══ FRAGMENTO DEL TEXTO ══

Texto: Chuck Palahniuk
Ilustraciones: Cameron Stewart
Título original: Fight Club 2
Año: 2015
Editorial: Dark Horse Comics / Reservoir Books (2016)
Traducción: Carlos Mayor
Género: Novela gráfica
Valoración: Mejor no
Recuerdo que fui a ver El club de la lucha a los multicines de un centro comercial de Barcelona que, sin duda, han visto tiempos mejores que los de ahora. Salí de la sala con mis amigos absolutamente fascinado por la cinta que acabábamos de ver. De vuelta al metro la comentamos con arrebatado entusiasmo, como hablan los adolescentes de las cosas en las que creen de verdad. Yo tendría unos 14 o 15 años, y acababa de ver la que durante mucho tiempo iba a decir que era mi película favorita. Uno tenía que tener una película favorita, igual que tenía un libro favorito o una chica favorita. Lo dicho: un pequeño rincón en el que refugiarse, igual que el personaje de Edward Norton se refugiaba en las enormes tetas de Robert Polson.
De la película me entusiasmó su ritmo narrativo, su estética, el uso de la voz en off que (aún no lo sabía) recuperaba las soflamas más incendiaras del texto original de Chuck Palahniuk, o los pequeños huevos de pascua uno encontraba en el revisionado. Me gustó la lectura desquiciada que hace de la desesperación del hombre occidental de hoy en día, tan consciente de su propia domesticación. Me encantó su final de frase lapidaria y fuegos de artificio. Sí, pese a todos los trucos y trampitas argumentales que podría tener su guión, yo me convertí en un adepto más del Club. Tenía 15 años y nunca me había pegado con nadie. Supongo que por ahí se pueden empezar a explicar unas cuantas cosas.

═══
══ EXTRACTO DE DATOS ══

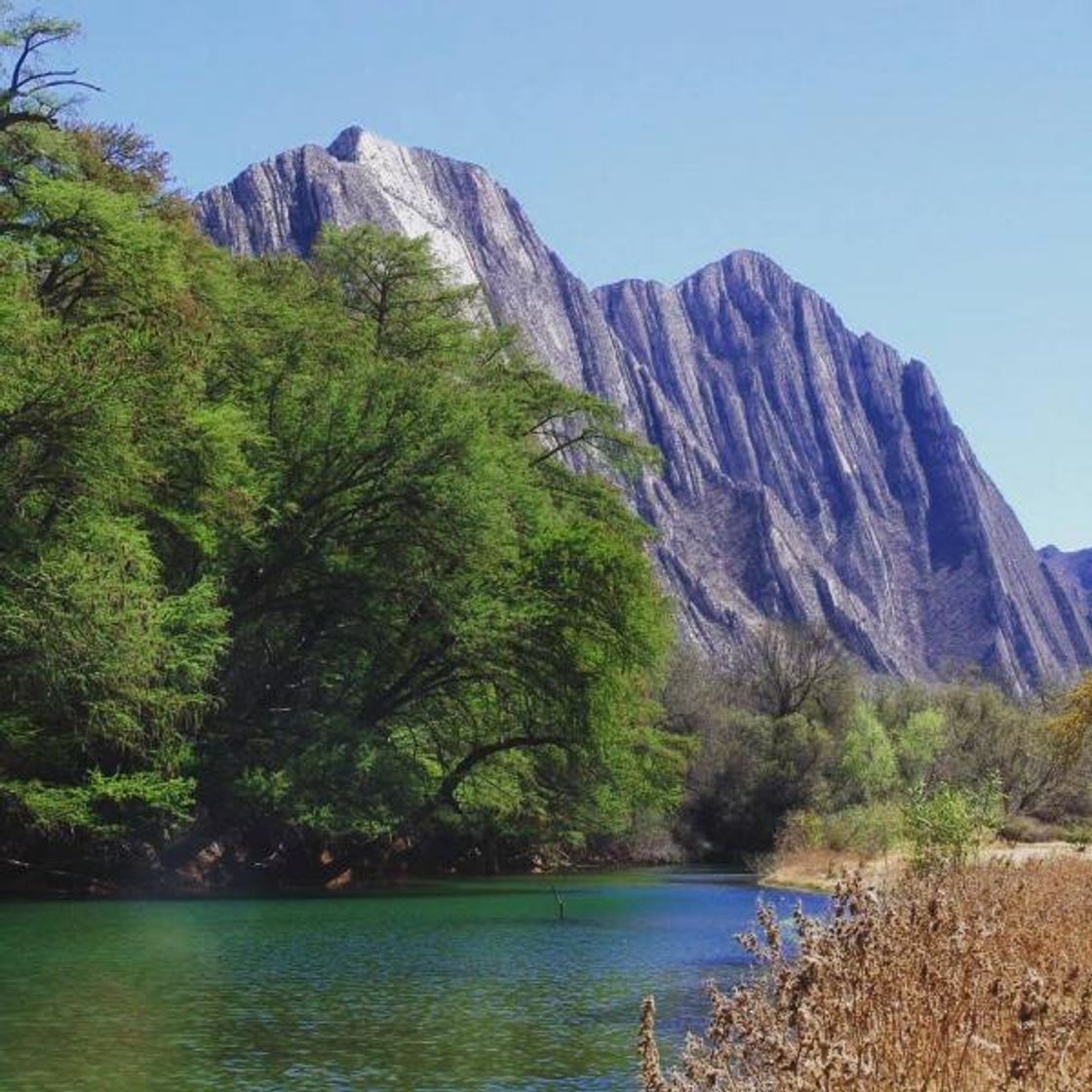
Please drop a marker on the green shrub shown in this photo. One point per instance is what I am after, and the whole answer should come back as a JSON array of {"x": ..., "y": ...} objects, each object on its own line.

═══

• _TAREA_
Indique si cada afirmación concuerda con la reseña. Responda sí o no y cite literalmente las palabras de la reseña que lo deciden. 1. El autor vio la película en unos multicines de Barcelona. 2. El autor fue a ver la película sin compañía. 3. A los 15 años, el autor ya se había pegado con alguien.

• _RESPUESTA COMPLETA_
1. Sí: «fui a ver El club de la lucha a los multicines de un centro comercial de Barcelona»
2. No: «Salí de la sala con mis amigos»
3. No: «Tenía 15 años y nunca me había pegado con nadie.»